» **TASK GOAL**:
Copy the data below line for line, changing nothing, and leave the pictures out of your copy.

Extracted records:
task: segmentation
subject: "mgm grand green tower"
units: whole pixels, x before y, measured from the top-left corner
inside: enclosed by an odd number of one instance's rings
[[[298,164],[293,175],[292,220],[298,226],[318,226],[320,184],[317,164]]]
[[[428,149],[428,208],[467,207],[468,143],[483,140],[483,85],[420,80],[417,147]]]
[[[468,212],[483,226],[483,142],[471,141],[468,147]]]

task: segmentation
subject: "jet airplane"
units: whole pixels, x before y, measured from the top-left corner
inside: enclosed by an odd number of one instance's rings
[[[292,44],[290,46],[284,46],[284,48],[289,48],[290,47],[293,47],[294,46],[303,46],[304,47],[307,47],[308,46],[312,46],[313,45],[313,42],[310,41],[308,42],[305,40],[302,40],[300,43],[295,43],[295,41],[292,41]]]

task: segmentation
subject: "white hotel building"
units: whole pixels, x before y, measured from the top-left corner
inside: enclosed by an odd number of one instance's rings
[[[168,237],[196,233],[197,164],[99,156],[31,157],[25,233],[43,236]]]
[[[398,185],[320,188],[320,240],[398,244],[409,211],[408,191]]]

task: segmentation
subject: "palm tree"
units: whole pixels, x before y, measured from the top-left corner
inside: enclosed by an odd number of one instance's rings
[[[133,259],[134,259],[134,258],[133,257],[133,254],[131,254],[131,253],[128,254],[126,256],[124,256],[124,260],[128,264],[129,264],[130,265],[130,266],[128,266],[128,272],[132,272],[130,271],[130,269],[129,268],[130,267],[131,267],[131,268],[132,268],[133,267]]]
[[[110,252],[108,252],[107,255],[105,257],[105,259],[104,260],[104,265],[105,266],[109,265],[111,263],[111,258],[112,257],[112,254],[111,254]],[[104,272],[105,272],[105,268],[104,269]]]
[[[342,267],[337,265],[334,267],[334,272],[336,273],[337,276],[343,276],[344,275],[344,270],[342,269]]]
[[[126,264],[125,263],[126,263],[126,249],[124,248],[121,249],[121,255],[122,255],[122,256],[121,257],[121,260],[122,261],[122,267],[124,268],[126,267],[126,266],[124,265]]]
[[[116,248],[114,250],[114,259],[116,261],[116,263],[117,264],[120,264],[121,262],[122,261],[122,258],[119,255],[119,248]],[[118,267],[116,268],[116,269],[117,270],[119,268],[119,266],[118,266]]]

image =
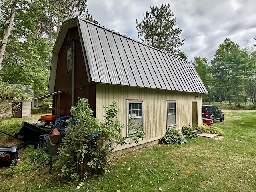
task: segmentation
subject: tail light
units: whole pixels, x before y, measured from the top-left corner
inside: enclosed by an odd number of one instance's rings
[[[204,113],[204,116],[205,117],[209,117],[209,112],[206,111],[205,113]]]
[[[2,158],[2,161],[8,161],[10,159],[10,155],[6,155],[5,156]]]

» **RESULT**:
task: segmentation
subject: "mgm grand green tower"
units: whole pixels, x before y, measured from the top-left corner
inside: enclosed by an odd number of one instance's rings
[[[298,164],[293,175],[292,220],[298,226],[318,226],[320,184],[317,164]]]
[[[428,149],[428,208],[467,207],[468,143],[483,140],[483,85],[420,80],[417,147]]]
[[[468,212],[483,226],[483,142],[471,141],[468,147]]]

task: segmentation
subject: "jet airplane"
units: whole pixels, x before y, measured from the top-left corner
inside: enclosed by an odd number of one instance's rings
[[[292,44],[290,46],[284,46],[284,48],[289,48],[290,47],[293,47],[294,46],[303,46],[304,47],[307,47],[308,46],[312,46],[313,45],[313,42],[310,41],[308,42],[305,40],[302,40],[300,43],[295,43],[295,41],[292,41]]]

task: segmentation
subject: "white hotel building"
units: whole pixels, x before y, measured from the top-left corner
inside: enclosed by an odd number of one instance's rings
[[[168,237],[196,233],[197,164],[99,156],[31,157],[25,233],[43,236]]]
[[[398,185],[320,188],[320,240],[398,244],[409,211],[408,191]]]

task: segmentation
subject: "palm tree"
units: whole pixels, x before y, measured from the top-left corner
inside: enclosed by an odd number of one instance's rings
[[[133,259],[134,259],[134,258],[133,257],[133,254],[131,254],[131,253],[128,254],[126,256],[124,256],[124,260],[128,264],[129,264],[130,265],[130,266],[128,266],[128,272],[132,272],[130,271],[130,269],[129,268],[130,267],[131,267],[131,268],[132,268],[133,267]]]
[[[110,252],[108,252],[107,255],[105,257],[105,259],[104,260],[104,265],[105,266],[109,265],[111,263],[111,258],[112,257],[112,254],[111,254]],[[104,272],[105,272],[105,268],[104,269]]]
[[[342,267],[337,265],[334,267],[334,272],[336,273],[337,276],[343,276],[344,275],[344,270],[342,269]]]
[[[126,264],[125,263],[126,263],[126,249],[124,248],[121,249],[121,255],[122,255],[122,256],[121,257],[121,260],[122,261],[122,267],[124,268],[126,267],[126,266],[124,265]]]
[[[116,248],[114,250],[114,259],[116,261],[116,263],[117,264],[120,264],[121,262],[122,261],[122,258],[119,255],[119,248]],[[118,267],[116,268],[116,269],[117,270],[119,268],[119,266],[118,266]]]

image =
task: segmentation
subject: tail light
units: whole pixels, x before y, measured from the top-left corner
inside: enclosed by an odd number of one instance's rings
[[[204,113],[204,116],[205,117],[209,117],[209,112],[206,111],[205,113]]]
[[[2,158],[2,161],[8,161],[10,159],[10,155],[6,155],[5,156]]]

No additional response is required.